Actions to take =>
- 1) Using the text on misconceptions about schizophrenia, explain in one to three sentences why people link the condition with delusions and hallucinations more than with any other symptom.
- 2) Pick up the text on misconceptions about schizophrenia from the point where it stops, and continue it.
Text shown below:
Misconceptions about schizophrenia
When it comes to the topic of schizophrenia, there is quite a lot of misinformation regarding it. It’s more misinformed than any other mental health condition out there. A diagnosis of schizophrenia does not mean the person affected has a ‘split personality’ or mean that the person will be calm for one minute, and out of control the next. That is not what schizophrenia as a whole does. It often gets confused with psychopathic tendencies, or bi-polar disorder. Stories, movies and other forms of media often tend to present people with schizophrenia as dangerous and unhinged, even though most people diagnosed with the condition do not commit any violent crimes. Another misconception is that those affected upon who hear voices are dangerous and tell the person to commit a violent crime. This is not the case, in fact the voices are more likely to suggest they harm themselves than someone else and actually do have a choice in what the voices say to them.
Another misconception being that schizophrenia only involves delusions and hallucinations. This is incorrect. Psychosis is unusual and frightening, and its popular culture in media so it naturally associates schizophrenia with delusions and hallucinations more than any other symptom. This causes the misinformation with the positive and negative symptoms. Another big myth and misconception is that schizophrenia cannot be treated. Again, untrue. In older movies, or older generations in general, people suffering from the condition were taken away to institutions and left there for the rest of their lives in isolation. This obviously caused the condition to worsen and made people believe it was lost hope. It was often seen as receiving a life sentence in prison. Although it’s true it cannot be cured, it can be successfully treated with rehabilitation, psycho-social therapies and medication. Proper treatment however requires the person to come to terms with the condition, and seek the help they need, Institutions are there to help one another, not lock them away like the olden times. With the proper treatment from said professionals and institutions.. People with schizophrenia can start being themselves again and become completely healthy.
End of Text shown.
Provided information below:
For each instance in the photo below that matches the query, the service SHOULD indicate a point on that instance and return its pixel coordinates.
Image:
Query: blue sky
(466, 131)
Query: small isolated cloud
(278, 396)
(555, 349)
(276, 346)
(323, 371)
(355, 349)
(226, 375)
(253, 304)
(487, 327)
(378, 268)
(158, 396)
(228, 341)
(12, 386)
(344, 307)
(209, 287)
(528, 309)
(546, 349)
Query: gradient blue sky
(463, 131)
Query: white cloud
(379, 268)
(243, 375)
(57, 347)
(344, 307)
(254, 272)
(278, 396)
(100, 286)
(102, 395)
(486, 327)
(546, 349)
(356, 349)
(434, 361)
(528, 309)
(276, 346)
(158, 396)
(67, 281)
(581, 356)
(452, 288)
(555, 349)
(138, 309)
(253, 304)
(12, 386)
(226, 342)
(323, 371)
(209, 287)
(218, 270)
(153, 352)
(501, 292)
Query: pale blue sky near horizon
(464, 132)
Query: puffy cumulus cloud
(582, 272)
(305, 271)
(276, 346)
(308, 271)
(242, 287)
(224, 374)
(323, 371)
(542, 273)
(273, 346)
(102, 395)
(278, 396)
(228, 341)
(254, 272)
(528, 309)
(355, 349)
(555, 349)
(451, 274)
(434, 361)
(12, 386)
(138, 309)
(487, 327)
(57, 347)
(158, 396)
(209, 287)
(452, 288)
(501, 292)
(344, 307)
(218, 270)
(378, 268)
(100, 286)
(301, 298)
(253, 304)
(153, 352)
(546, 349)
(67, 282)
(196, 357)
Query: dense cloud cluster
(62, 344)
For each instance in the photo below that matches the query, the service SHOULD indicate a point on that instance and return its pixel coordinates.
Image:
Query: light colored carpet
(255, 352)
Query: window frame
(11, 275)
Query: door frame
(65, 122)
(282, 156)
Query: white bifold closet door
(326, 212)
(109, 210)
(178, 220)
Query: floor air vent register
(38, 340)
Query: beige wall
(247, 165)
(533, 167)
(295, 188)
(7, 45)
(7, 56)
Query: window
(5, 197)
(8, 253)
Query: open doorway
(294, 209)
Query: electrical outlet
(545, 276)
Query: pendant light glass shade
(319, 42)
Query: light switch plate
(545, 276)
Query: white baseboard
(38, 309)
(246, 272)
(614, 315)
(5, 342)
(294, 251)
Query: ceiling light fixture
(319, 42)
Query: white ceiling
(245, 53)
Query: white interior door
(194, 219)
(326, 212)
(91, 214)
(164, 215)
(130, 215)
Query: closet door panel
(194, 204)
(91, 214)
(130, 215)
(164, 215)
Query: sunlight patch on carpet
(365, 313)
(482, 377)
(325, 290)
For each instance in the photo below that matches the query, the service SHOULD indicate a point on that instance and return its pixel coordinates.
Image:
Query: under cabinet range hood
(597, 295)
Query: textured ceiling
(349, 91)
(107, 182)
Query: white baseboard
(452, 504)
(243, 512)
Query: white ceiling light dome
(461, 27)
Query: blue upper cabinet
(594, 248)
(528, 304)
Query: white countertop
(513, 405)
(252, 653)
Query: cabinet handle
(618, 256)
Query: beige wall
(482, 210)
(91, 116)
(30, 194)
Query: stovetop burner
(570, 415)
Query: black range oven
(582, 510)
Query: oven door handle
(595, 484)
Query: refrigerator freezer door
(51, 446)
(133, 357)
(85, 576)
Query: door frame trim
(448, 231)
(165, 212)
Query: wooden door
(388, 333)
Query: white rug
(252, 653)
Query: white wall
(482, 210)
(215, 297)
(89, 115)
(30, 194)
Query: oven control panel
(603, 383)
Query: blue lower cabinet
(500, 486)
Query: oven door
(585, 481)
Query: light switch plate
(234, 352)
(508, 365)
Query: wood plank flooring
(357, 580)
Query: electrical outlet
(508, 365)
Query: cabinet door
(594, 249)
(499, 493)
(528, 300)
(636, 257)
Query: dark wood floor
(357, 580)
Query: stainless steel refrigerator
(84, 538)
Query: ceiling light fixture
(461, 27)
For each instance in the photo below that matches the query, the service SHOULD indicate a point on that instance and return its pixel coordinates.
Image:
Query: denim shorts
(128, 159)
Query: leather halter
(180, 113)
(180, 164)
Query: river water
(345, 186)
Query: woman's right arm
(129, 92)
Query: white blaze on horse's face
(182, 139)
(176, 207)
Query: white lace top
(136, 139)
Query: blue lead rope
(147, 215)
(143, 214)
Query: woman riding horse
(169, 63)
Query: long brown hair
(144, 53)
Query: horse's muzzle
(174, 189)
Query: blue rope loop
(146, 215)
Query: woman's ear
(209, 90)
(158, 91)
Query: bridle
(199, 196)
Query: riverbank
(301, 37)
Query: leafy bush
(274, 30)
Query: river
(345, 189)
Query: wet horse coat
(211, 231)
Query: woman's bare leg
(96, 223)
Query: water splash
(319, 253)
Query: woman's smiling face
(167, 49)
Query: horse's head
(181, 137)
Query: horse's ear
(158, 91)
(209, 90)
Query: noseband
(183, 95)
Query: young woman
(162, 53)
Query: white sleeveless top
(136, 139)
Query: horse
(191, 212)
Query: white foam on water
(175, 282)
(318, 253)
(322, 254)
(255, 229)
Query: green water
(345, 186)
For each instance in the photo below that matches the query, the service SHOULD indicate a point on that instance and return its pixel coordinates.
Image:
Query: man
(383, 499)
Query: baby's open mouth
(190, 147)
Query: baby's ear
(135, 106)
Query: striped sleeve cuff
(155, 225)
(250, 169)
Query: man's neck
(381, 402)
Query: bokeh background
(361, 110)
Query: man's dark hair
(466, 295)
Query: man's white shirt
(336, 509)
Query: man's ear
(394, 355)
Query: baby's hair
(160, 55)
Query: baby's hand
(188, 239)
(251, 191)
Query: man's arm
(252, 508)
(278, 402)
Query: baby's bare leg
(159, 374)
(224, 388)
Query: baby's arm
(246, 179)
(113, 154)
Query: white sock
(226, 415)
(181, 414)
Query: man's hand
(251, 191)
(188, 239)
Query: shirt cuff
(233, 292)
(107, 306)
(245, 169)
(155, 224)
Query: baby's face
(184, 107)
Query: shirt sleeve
End of Provided information.
Answers in order =>
- 1) Psychosis is unusual and frightening, and it is a common subject in popular media. As a result, people naturally associate schizophrenia with delusions and hallucinations more than with any other symptom.

- 2)
If you or someone you know and care for, are experiencing the symptoms of schizophrenia - you may wish to contact your GP or reach out to psychiatric professionals who can steer the affected in the right direction. If you do not feel comfortable approaching it that way, speaking to social services or a local community health team can also support you.
As you need urgent support, or feel like harming yourself or anyone else for that matter, head to the nearest hospital emergency department, or dial 911.
As scary as the condition might sound, getting the help you or someone you know, needs, is the first step to overcoming it.